++++ Input data ++++
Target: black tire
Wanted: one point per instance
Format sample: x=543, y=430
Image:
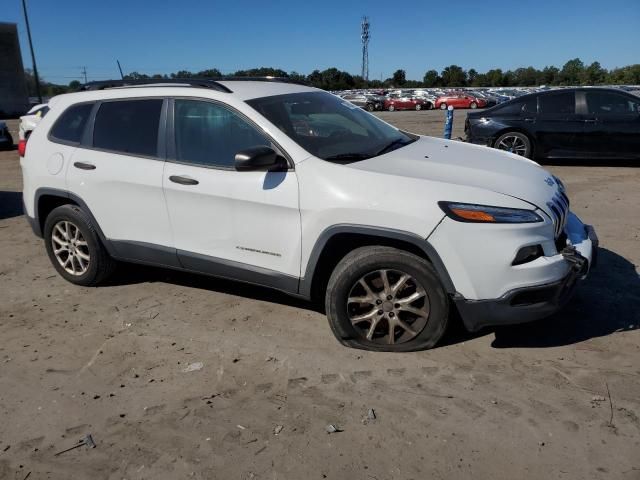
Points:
x=100, y=264
x=362, y=262
x=524, y=139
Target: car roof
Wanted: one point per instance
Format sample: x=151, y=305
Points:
x=219, y=89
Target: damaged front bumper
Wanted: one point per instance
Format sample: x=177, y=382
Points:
x=531, y=303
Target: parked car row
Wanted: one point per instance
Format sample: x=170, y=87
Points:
x=428, y=98
x=570, y=123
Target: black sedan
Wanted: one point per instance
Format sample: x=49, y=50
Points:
x=571, y=123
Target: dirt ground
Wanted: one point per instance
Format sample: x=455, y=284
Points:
x=557, y=399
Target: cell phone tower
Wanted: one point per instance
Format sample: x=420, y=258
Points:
x=365, y=48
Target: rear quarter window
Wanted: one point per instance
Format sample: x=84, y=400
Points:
x=69, y=127
x=529, y=105
x=128, y=126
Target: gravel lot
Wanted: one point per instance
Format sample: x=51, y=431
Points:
x=555, y=399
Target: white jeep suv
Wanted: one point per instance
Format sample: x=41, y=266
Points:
x=293, y=188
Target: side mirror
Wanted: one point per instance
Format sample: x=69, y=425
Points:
x=257, y=158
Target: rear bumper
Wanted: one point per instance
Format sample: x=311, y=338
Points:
x=533, y=303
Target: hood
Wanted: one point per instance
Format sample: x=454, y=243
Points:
x=459, y=163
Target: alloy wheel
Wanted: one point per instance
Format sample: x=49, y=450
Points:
x=70, y=248
x=388, y=307
x=514, y=144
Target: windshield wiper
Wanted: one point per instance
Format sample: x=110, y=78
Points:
x=348, y=156
x=397, y=142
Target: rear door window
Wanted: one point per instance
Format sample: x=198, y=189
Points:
x=528, y=106
x=560, y=103
x=611, y=103
x=210, y=135
x=128, y=126
x=69, y=127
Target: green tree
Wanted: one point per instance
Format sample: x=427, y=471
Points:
x=472, y=74
x=594, y=74
x=495, y=78
x=399, y=78
x=572, y=72
x=525, y=77
x=210, y=73
x=431, y=79
x=549, y=76
x=454, y=76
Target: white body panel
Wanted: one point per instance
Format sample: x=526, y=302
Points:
x=273, y=220
x=247, y=217
x=124, y=193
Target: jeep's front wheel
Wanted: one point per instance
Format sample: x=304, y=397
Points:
x=74, y=247
x=386, y=299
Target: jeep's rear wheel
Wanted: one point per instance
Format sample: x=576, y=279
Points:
x=514, y=142
x=385, y=299
x=74, y=247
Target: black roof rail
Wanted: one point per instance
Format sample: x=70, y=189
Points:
x=212, y=83
x=176, y=82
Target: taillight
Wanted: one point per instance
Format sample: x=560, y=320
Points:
x=22, y=147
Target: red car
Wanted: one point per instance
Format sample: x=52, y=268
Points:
x=397, y=102
x=460, y=100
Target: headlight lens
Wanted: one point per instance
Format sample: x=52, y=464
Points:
x=468, y=212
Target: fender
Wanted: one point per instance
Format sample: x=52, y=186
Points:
x=388, y=233
x=75, y=199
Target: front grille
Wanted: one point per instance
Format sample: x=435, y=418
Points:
x=559, y=206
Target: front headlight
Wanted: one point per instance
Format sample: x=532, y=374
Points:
x=468, y=212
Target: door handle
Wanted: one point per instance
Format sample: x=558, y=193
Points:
x=183, y=180
x=84, y=166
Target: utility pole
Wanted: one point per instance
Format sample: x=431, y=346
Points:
x=33, y=57
x=365, y=48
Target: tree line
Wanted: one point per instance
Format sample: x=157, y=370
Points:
x=574, y=72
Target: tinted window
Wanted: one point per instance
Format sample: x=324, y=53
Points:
x=70, y=126
x=128, y=126
x=330, y=128
x=558, y=103
x=522, y=106
x=611, y=103
x=211, y=135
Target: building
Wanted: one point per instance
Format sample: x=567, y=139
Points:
x=13, y=86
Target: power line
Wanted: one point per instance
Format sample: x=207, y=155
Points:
x=365, y=48
x=33, y=57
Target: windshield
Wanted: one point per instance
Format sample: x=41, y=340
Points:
x=329, y=127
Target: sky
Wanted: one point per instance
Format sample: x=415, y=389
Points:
x=167, y=36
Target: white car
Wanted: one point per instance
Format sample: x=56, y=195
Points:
x=31, y=120
x=293, y=188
++++
→ Exercise goal
Among the records above, determine how many lines contain "roof", then report the number only.

→ Exercise solution
2